Dataset records:
-- -- --
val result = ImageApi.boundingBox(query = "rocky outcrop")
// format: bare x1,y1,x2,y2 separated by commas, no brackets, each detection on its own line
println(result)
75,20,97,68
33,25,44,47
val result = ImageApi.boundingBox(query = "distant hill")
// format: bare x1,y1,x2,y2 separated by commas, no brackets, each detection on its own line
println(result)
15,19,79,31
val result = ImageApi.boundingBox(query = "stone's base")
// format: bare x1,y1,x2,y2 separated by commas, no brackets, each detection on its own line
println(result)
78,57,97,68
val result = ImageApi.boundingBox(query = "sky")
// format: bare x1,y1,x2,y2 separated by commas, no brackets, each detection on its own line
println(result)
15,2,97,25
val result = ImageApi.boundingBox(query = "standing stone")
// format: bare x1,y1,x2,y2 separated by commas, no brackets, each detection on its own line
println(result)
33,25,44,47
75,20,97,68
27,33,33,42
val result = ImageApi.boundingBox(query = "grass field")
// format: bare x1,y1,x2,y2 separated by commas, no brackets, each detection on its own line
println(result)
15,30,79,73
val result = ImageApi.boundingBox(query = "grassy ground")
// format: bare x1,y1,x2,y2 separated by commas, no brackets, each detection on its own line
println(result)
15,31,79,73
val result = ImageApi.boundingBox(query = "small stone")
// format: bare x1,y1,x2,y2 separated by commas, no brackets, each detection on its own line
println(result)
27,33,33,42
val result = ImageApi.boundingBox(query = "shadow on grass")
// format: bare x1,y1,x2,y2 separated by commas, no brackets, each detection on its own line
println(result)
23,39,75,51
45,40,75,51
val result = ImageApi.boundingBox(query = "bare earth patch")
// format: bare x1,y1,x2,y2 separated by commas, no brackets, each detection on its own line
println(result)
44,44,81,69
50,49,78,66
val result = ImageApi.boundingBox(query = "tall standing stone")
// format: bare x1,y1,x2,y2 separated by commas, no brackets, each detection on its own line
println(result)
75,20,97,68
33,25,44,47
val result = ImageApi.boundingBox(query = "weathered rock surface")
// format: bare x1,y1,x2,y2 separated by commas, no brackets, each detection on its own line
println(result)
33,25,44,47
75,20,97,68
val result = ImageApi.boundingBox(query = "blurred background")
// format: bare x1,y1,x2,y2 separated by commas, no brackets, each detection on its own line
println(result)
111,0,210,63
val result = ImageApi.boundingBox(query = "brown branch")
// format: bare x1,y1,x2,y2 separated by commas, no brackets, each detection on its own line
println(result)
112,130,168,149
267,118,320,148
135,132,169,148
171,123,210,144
-- -- --
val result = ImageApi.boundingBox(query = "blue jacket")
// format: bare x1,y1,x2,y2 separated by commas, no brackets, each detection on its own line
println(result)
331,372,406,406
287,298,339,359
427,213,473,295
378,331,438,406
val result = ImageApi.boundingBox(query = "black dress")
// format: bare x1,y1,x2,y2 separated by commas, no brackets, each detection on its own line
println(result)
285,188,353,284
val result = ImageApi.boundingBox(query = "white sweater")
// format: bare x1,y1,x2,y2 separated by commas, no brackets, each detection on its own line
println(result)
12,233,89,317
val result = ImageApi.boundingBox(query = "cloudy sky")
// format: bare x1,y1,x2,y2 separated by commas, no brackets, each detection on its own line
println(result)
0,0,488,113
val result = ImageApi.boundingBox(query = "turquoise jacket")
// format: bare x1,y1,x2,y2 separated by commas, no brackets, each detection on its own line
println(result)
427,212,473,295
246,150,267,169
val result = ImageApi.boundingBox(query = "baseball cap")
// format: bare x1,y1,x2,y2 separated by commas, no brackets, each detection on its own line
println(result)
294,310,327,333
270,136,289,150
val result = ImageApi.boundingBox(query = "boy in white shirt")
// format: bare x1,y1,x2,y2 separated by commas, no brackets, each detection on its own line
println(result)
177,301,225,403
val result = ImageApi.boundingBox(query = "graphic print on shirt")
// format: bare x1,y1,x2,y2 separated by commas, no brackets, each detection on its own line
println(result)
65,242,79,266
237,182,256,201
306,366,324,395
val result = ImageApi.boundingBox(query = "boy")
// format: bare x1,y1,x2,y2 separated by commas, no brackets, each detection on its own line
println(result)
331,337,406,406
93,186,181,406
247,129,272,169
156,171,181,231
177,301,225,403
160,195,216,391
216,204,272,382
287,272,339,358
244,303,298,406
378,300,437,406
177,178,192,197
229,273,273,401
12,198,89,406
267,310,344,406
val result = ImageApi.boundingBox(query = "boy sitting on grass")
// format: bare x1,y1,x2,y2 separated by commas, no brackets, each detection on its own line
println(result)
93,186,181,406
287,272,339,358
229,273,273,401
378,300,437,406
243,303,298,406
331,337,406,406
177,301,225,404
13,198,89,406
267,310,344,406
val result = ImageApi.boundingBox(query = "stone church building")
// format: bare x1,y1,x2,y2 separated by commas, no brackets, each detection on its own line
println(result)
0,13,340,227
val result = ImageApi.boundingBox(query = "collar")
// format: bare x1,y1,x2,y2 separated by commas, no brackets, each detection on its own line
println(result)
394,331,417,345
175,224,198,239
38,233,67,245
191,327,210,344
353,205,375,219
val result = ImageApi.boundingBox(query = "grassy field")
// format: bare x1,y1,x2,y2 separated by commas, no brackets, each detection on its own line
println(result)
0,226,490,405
-- -- --
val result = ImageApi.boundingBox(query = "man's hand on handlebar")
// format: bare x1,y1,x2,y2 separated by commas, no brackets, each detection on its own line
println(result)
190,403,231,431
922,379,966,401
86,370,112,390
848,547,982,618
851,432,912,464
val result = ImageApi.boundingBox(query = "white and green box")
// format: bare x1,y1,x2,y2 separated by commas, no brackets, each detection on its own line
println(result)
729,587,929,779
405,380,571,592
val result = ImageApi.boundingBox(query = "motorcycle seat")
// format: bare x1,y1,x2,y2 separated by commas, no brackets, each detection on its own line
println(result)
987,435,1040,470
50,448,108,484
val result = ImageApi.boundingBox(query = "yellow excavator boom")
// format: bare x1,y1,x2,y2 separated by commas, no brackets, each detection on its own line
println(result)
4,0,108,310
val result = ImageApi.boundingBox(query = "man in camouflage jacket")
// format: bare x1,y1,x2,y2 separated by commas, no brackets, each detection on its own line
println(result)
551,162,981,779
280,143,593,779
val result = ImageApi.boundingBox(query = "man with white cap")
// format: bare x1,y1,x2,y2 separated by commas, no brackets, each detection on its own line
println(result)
-- -- --
#### [What needs to be done]
Please go over the data above and copy each line with "grassy" in it.

#### [Reply]
val result = ImageApi.boundingBox(query = "grassy ground")
val result = ImageApi.boundingBox(query = "grassy field")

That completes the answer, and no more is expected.